### Exercise description
Skip the pictures. Repeat everything else in the records word for word.

### Data shown
•••••
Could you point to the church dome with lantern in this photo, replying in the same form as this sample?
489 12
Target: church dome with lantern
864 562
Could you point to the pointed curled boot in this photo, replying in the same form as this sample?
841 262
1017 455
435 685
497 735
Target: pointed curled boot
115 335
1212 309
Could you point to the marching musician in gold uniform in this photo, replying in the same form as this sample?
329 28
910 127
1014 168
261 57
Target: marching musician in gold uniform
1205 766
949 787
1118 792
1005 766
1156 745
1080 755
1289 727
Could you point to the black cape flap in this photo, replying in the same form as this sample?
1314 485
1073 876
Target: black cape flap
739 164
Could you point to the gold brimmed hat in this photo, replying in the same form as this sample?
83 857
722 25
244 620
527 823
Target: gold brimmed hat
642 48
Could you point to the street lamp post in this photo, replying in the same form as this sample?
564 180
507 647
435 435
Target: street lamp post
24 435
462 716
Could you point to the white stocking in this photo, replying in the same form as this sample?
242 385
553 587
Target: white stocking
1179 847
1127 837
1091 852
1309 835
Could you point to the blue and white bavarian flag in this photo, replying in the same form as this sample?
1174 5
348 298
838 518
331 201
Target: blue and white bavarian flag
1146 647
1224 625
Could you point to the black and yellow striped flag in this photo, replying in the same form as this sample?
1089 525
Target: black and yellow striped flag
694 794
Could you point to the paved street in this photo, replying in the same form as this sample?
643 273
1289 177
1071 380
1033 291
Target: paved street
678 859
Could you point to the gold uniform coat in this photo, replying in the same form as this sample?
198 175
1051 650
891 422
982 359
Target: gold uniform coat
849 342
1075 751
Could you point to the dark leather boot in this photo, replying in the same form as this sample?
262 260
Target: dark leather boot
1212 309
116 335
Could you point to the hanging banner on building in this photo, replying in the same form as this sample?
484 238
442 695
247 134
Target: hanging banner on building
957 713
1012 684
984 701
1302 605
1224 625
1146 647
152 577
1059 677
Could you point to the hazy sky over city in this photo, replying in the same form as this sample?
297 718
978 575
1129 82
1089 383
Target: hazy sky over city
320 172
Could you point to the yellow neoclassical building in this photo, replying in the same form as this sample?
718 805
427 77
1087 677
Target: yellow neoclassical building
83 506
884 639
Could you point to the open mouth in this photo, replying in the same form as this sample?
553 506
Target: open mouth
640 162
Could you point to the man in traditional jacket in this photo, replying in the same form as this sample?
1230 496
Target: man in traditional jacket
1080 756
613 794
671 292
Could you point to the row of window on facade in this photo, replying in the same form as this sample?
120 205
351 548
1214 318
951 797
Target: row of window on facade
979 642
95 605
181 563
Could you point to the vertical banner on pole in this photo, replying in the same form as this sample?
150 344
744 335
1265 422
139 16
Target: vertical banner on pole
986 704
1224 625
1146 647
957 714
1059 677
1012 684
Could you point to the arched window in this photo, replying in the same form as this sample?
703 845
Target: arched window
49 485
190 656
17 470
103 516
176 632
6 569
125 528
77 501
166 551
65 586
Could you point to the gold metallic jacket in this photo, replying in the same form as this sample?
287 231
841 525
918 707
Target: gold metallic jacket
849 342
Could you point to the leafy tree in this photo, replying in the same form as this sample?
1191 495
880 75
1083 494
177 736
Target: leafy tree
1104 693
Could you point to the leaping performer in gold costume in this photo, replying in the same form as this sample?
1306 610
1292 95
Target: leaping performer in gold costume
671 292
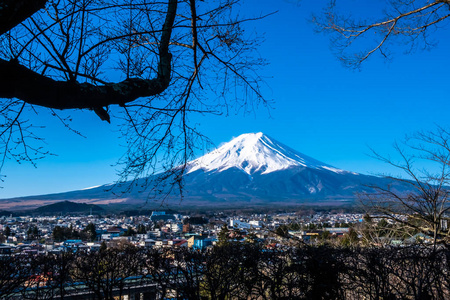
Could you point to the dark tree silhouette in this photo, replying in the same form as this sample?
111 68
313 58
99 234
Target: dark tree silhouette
148 65
406 22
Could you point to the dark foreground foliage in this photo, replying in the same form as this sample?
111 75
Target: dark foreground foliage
233 271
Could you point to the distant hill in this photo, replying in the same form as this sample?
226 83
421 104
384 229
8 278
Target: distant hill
251 170
69 207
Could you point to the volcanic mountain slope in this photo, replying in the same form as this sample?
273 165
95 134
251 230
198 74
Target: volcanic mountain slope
250 169
255 167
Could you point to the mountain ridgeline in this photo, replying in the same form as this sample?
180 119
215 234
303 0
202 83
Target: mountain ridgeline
252 169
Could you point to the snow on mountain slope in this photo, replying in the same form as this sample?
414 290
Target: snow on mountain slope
256 152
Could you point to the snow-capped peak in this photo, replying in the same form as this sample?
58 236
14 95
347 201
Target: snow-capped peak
255 152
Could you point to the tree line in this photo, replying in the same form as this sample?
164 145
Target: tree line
234 271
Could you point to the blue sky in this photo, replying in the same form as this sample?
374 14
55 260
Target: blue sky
321 108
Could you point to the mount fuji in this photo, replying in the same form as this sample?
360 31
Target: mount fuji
251 169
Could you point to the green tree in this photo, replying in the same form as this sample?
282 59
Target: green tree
91 231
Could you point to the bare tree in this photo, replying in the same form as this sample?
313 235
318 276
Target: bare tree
422 204
147 64
409 22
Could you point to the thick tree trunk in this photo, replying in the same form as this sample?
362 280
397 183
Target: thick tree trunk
17 81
•••••
### Response to the exercise
Could you point to the church dome with lantern in this photo, replying in the same form as this sample?
489 12
Target: church dome with lantern
864 562
Could you point to the pointed curled boot in this photo, replying in the same form as this sample?
841 262
1017 455
435 685
497 735
Target: pointed curled boot
115 335
1212 309
Could you point to the marching musician in gold uniform in this photo, replying in the same form as this sample?
329 28
910 127
1014 168
261 57
Target: marching musician in gold uniform
1205 766
949 787
1118 792
1005 766
1156 745
1080 755
1289 727
Could you point to the black cape flap in this photo, replying in the same form as this sample?
1314 485
1073 876
Target: black cape flap
739 164
Could you point to the gold brimmed hat in this photo, replying in the same form as this sample?
83 857
722 25
244 620
527 823
Target: gold brimmed hat
642 48
Could you point to the street lamp post in this photo, replying in the same form as this sample?
564 180
507 647
435 435
Target: street lamp post
24 435
462 716
Could you point to the white stocking in this photo, replying in the same form as this sample?
242 385
553 587
Target: white stocking
1179 847
1127 837
1091 852
1309 835
Could you point to the blue and white bavarian flag in this photo, replying in the same form as this sample?
1174 5
348 298
838 518
331 201
Target: blue and white bavarian flag
1146 647
1224 625
Could you point to the black and yellow striped flag in this photo, replying in the same form as this sample?
1089 525
Target: black and yellow striped flag
694 794
Could you point to the paved street in this photo, replying in the same form as this sample?
643 273
1289 177
1071 380
1033 291
Target: paved street
678 859
Could you point to the gold uniform coat in this photo, replying in the same form as this sample?
198 175
1051 650
891 422
982 359
Target: gold uniform coat
849 342
1075 751
Could you point to the dark leather boot in this photo, replying in the same form as this sample?
262 260
Target: dark leather boot
1212 309
116 335
Could you point to the hanging banner on building in this photo, replying in the same form as this sample?
484 238
442 695
247 134
Target: hanging banner on building
957 713
1012 684
984 701
1302 605
1224 625
1146 647
152 577
1059 677
Could you point to the hazy sky over city in this photo, replying in the same form as this sample?
297 718
978 575
1129 82
1089 383
Target: hazy sky over city
320 172
Could you point to the yellow neoclassical building in this photo, replying in the same form as this sample?
718 805
427 77
1087 677
Target: yellow neoclassical building
83 506
884 639
Could you point to the open mouth in this photo, replying in the same form as this sample?
553 506
Target: open mouth
640 162
Could you point to the man in traditional jacket in this photo, replying in the same form as this sample?
1230 496
Target: man in traditional jacket
1080 756
613 794
671 292
Could you point to the row of window on facade in this photo, replying in the same form as this sample?
120 205
351 548
1214 318
951 797
Target: row of window on facade
979 642
95 605
181 563
Could you point to the vertical banner on pole in this photo, replying in the same form as this sample?
150 344
744 335
1265 422
139 16
Target: vertical banner on pole
986 704
1224 625
1146 647
957 714
1059 677
1012 684
Could you point to the arched window in this photo, replying in the same form as this sample?
703 845
Target: arched window
49 485
190 656
17 470
103 516
176 632
6 569
125 528
77 501
166 551
65 586
Could you point to the gold metallic jacket in this photo, replying in the same form as this sample?
287 231
841 525
918 707
Target: gold metallic jacket
849 342
Could you point to the leafy tree in this photo, replying in the same form as this sample?
1191 495
880 75
1083 494
177 736
Target: leafy tree
1104 693
Could you point to the leaping performer in gold costume in this photo, replying in the same form as this sample?
1306 610
1292 95
Target: leaping performer in gold costume
671 292
Could you point to the dark tree silhouette in this photo, replying in the same form as this sample?
111 68
313 58
99 234
Target: dark tree silhouette
148 65
406 22
Could you point to the dark foreground foliage in this photo, replying in the same form as this sample?
111 75
Target: dark foreground foliage
233 271
Could you point to the distant hill in this photo, replying in the same form as this sample?
226 83
421 104
384 229
8 278
Target: distant hill
251 170
69 207
Could you point to the volcanic mountain slope in this photo, replying in the same form as this sample?
273 165
95 134
251 230
198 74
Target: volcanic mountain slope
250 169
255 167
Could you point to the mountain ridgeline in this photo, replying in the same form as this sample?
180 119
215 234
303 0
202 83
Target: mountain ridgeline
252 169
Could you point to the snow on mountain slope in this photo, replying in the same form as this sample?
414 290
Target: snow on mountain slope
256 152
Could you point to the snow-capped peak in this photo, replying in the same form as this sample?
58 236
14 95
347 201
Target: snow-capped peak
255 152
Could you point to the tree line in this photo, replying in the same form as this sample?
164 145
Target: tree line
234 271
Could you point to the blue sky in this photo, replying in the same form as this sample?
374 14
55 260
Target: blue sky
321 108
Could you point to the mount fuji in this photo, replying in the same form as this sample?
360 31
Target: mount fuji
251 169
Could you point to the green tree in this photo, replying in the same form as this sample?
282 59
Target: green tree
91 231
Could you point to the bare tree in this photo, replying in the same form as this sample?
313 235
318 276
Target: bare tree
422 204
147 64
409 22
Could you point to the thick tree trunk in this photo, replying in the same form as this sample?
362 280
397 183
Target: thick tree trunk
17 81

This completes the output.